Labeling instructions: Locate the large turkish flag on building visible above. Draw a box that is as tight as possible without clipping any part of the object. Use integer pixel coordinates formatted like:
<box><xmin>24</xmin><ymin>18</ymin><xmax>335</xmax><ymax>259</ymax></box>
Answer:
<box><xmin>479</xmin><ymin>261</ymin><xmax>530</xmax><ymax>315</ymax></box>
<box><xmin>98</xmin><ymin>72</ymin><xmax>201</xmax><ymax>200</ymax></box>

──────────

» **The task**:
In full and without error, transcribe each of the entries.

» **Exercise output**:
Labeling instructions: Locate the large turkish flag on building visible above. Draw a box that is as tight as possible without clipping any part of the object. Use integer pixel coordinates formatted like:
<box><xmin>24</xmin><ymin>18</ymin><xmax>335</xmax><ymax>259</ymax></box>
Answer:
<box><xmin>479</xmin><ymin>261</ymin><xmax>530</xmax><ymax>315</ymax></box>
<box><xmin>98</xmin><ymin>72</ymin><xmax>201</xmax><ymax>200</ymax></box>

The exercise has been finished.